* [SELECTED EXTRACT]
What's the abv? Carbonation? Taste?

It's so pretty, I need to know more.

[–] alzymologist@sopuli.xyz 9 points 3 weeks ago

It's naturally carbonated with teaspoon of sugar (not really yet), OG 1100 FG 1036 (at bottling). Thus about 9%. This beer survived heat wave (we should have bottled it sooner but it was so hard to do anything). It tastes super malty, balanced with powerful bitterness. Most of hop smell comes from lightish dry hopping. Like creamy bread.

wooooah. that looks really good

[–] heydo@lemmy.world 3 points 3 weeks ago

Read this as "barely wine" and was quite confused for a bit there.

[–] fulm@lemmy.ca 3 points 3 weeks ago

Looks delicious! Now I feel like I could really go for a barleywine... Thanks for sharing!

[–] tasankovasara@sopuli.xyz 2 points 3 weeks ago (1 children)

Very pretty by the eyes, no doubt the taste buds would agree! With the chocolate and crystal this appears very similar to what I'll probably be making next with your Lager Malty. Might stray from the plan though, as the lemon balm is still alive so I could also re-run the previous recipe with proper boutique yeast :)

May I ask how much malt per volume? Still haven't got means to take the gravity on my stuff so I'm curious.

* [EXTRACTED RECORDS]
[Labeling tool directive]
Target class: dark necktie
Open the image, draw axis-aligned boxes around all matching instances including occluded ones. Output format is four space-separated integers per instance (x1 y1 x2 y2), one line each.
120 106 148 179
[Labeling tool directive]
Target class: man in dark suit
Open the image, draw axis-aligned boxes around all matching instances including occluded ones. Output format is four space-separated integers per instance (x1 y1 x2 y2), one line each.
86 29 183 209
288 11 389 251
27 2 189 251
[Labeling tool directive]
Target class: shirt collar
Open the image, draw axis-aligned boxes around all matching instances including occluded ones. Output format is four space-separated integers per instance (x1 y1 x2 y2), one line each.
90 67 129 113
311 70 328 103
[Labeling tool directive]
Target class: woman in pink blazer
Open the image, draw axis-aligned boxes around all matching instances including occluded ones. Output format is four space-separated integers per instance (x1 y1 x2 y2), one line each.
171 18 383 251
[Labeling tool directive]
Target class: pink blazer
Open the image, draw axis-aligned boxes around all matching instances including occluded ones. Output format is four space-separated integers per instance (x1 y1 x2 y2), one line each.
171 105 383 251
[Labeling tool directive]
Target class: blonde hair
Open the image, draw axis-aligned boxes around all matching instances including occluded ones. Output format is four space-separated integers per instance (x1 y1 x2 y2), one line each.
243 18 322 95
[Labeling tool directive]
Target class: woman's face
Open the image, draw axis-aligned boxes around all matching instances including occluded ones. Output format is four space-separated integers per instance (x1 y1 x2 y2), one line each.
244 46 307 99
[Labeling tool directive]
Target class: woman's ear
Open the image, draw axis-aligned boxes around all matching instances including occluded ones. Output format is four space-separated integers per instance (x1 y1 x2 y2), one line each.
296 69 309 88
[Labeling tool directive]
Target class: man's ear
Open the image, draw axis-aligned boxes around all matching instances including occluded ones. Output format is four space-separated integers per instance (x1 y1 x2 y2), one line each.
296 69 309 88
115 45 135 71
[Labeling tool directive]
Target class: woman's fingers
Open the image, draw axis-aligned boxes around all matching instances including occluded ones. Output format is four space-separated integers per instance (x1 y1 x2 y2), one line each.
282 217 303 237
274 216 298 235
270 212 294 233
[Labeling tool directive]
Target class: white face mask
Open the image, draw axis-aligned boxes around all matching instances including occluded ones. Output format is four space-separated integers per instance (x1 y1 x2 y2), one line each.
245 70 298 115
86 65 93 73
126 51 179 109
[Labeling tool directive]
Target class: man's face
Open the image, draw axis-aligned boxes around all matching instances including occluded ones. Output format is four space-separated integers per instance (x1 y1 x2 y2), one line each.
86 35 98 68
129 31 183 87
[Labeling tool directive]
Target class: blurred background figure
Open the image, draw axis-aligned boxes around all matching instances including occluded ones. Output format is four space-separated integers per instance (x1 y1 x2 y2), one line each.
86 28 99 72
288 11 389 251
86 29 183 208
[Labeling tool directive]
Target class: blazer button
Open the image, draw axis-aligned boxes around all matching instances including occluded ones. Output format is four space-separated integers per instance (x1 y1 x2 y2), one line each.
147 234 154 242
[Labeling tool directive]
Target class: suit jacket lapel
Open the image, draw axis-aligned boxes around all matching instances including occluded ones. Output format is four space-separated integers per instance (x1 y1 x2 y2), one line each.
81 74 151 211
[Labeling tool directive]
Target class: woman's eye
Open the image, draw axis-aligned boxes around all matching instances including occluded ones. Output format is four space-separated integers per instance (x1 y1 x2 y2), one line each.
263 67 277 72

* [DIRECTIVE 1] Copy the records word for word, starting at their first line and ending with the line containing "120 106 148 179".
* [DIRECTIVE 2] Extend the forum thread about the homebrewed barleywine, beginning right after its final line.

* [EXERCISE OUTPUT 1]
[Labeling tool directive]
Target class: dark necktie
Open the image, draw axis-aligned boxes around all matching instances including occluded ones. Output format is four space-separated integers per instance (x1 y1 x2 y2), one line each.
120 106 148 179

* [EXERCISE OUTPUT 2]
[–] alzymologist@sopuli.xyz 3 points 3 weeks ago* (last edited 3 weeks ago) (1 children)

8kg pale

0.7kg crystal medium

0.3kg crystal oak

0.5kg chocolate

0.5kg torrified wheat

final volume 15L

Utilization could be better, but that's zen approach we are trying - literally only large kitchen kettles and colander, I'll make a post about this idea later. It works, but not so good on heavy stuff. But then fancy equipment doesn't work with this well either (actually often worse). Heavy mashes are not so simple.

[–] tasankovasara@sopuli.xyz 3 points 3 weeks ago

10 kg into 15 L, that's a malt-head's dream brew :)

I'm at the initial dreaming state of building a 'kuurna', the preferred sahti mashing process. That would be the way to optimise utilisation. I already have a stainless steel piece that would probably work as a base. No use building it though, no room in the house to set up the process or really even store it...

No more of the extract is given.